__Teks yang Ditampilkan__:
◇ ◇ ◇

DEMOCRAZY.ID - Membicarakan utang pemerintah memang selalu menarik, khususnya bagi ekonom.
Apalagi era Jokowi yang pertumbuhan utangnya cukup 'nendang'. Dari sekitar Rp2,6 kuadriliun pada 2014, menggunung hingga Rp8,5 kuadriliun per Juli 2024.
Ekonom senior Faisal Basri memproyeksikan utang pemerintah pada tahun pertama Prabowo Subianto-Gibran Rakabuming Raka bakal menjulang hingga Rp10 kuadriliun.
Atau Rp10.000 triliun. Atau hampir 3 kali APBN yang rata-rata nilainya Rp3,4 kuadriliun (Rp3.400 triliun).
Sedangkan utang warisan Jokowi yang lengser pada Oktober 2024, menurut prediksi Faisal, kurang dari Rp8,7 kuadriliun, atau Rp8.700 triliun.
"Sampai akhir tahun, itu (utang pemerintah) Rp 8,7 kuadriliun. Tahun depan itu pasti nambah. Kemungkinan bisa Rp10 kuadriliun," kata Faisal dalam diskusi Bright Institute bertema 'Review RAPBN 2025 Ngegas Utang' di Jakarta, dikutip Kamis (22/8/2024).
Faisal menyebut, utang pemerintah mengalami kenaikan yang cukup signifikan dalam beberapa tahun terakhir.

◇ ◇ ◇

__Data yang Disediakan__:
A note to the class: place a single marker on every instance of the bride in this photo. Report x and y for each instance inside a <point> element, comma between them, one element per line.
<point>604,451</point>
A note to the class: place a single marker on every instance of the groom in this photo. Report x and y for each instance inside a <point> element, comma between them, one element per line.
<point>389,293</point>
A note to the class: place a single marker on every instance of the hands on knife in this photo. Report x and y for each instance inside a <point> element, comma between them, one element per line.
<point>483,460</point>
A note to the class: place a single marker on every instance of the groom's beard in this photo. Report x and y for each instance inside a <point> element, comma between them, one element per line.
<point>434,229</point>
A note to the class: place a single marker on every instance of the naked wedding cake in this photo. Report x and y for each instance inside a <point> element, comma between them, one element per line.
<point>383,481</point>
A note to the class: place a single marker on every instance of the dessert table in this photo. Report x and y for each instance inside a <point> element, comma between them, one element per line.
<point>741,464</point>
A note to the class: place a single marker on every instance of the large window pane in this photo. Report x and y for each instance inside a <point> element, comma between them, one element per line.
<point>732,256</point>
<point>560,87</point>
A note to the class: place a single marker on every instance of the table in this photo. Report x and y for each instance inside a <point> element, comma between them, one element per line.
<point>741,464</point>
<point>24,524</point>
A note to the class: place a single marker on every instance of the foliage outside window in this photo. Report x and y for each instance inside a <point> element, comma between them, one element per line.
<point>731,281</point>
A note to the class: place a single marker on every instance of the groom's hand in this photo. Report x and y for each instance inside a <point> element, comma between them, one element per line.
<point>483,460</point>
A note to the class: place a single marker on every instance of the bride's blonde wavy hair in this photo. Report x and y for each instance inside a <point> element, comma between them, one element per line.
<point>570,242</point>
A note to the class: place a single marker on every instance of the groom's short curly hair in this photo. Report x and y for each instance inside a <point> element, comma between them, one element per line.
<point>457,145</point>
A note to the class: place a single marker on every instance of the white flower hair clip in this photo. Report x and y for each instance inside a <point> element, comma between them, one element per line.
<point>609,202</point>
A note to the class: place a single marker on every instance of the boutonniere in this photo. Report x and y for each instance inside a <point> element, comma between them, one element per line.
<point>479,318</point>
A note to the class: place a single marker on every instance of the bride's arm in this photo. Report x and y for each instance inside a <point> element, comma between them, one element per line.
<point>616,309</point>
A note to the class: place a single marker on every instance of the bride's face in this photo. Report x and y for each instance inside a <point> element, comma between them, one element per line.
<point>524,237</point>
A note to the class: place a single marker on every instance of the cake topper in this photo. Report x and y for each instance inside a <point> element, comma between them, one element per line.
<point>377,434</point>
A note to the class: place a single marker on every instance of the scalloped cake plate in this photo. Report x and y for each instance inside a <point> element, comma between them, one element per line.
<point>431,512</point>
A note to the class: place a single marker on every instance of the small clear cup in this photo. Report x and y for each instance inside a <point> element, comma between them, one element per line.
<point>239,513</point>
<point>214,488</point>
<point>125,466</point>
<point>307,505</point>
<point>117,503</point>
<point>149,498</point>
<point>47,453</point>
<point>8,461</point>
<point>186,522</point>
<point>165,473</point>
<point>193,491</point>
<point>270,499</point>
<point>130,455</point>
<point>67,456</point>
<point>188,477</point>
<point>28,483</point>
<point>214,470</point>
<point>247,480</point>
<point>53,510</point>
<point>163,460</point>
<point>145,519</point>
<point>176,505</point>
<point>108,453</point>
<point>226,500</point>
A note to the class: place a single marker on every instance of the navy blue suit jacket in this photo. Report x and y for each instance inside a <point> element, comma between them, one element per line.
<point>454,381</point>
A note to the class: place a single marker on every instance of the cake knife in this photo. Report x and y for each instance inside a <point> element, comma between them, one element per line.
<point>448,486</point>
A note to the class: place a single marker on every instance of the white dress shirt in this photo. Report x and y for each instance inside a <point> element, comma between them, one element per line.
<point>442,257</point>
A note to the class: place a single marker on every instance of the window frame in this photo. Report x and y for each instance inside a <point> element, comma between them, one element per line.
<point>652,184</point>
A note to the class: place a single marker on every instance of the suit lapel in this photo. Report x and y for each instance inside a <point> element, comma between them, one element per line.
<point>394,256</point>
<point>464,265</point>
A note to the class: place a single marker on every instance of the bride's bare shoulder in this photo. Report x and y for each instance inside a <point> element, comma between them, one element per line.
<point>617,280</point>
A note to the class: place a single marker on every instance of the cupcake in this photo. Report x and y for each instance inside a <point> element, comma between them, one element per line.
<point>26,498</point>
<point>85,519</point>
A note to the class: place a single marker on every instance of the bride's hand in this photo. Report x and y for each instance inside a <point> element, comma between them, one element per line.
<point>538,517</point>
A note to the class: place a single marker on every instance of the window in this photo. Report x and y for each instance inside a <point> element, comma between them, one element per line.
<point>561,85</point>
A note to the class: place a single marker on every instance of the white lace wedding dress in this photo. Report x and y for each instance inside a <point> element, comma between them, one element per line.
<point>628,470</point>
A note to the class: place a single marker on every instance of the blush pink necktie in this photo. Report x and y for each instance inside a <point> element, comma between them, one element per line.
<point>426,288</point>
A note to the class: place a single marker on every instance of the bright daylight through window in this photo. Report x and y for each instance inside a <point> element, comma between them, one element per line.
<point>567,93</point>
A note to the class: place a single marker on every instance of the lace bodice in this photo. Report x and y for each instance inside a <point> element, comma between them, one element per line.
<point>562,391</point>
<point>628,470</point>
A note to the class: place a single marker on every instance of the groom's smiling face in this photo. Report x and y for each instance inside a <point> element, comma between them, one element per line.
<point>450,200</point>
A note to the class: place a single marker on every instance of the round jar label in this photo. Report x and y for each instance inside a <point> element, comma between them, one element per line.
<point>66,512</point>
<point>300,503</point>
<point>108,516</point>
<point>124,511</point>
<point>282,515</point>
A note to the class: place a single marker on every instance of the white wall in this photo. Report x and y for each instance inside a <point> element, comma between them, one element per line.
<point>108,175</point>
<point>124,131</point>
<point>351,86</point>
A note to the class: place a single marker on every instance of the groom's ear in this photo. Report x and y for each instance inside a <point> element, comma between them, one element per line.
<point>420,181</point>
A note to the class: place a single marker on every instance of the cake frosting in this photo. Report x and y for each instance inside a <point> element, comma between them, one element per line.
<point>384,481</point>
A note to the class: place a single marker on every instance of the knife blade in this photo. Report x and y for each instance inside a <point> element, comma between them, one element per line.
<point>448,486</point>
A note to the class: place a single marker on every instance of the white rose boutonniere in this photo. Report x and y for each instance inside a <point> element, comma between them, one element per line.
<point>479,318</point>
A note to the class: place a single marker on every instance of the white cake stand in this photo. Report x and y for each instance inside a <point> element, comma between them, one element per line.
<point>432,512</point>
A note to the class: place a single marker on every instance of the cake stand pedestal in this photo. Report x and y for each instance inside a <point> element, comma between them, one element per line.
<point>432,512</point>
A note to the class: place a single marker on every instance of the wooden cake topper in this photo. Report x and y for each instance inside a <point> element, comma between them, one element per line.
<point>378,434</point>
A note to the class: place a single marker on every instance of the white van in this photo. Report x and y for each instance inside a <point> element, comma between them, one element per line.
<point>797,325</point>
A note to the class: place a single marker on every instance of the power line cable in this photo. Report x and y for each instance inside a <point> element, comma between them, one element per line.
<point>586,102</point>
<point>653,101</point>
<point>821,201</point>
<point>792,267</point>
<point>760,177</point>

◇ ◇ ◇

__Tugas yang Dikerjakan__:
A – Menurut proyeksi Faisal Basri dalam teks tentang utang pemerintah, berapa besar utang pemerintah pada tahun pertama Prabowo Subianto-Gibran Rakabuming Raka?
B – Salin bagian teks tentang utang pemerintah dari "Ekonom senior Faisal" sampai "atau Rp8.700 triliun." tanpa perubahan apa pun.
Gunakan hanya teks tentang utang pemerintah sebagai sumber jawaban.

__Jawaban per Nomor__:
A – Rp10 kuadriliun, atau Rp10.000 triliun.

B –
Ekonom senior Faisal Basri memproyeksikan utang pemerintah pada tahun pertama Prabowo Subianto-Gibran Rakabuming Raka bakal menjulang hingga Rp10 kuadriliun.
Atau Rp10.000 triliun. Atau hampir 3 kali APBN yang rata-rata nilainya Rp3,4 kuadriliun (Rp3.400 triliun).
Sedangkan utang warisan Jokowi yang lengser pada Oktober 2024, menurut prediksi Faisal, kurang dari Rp8,7 kuadriliun, atau Rp8.700 triliun.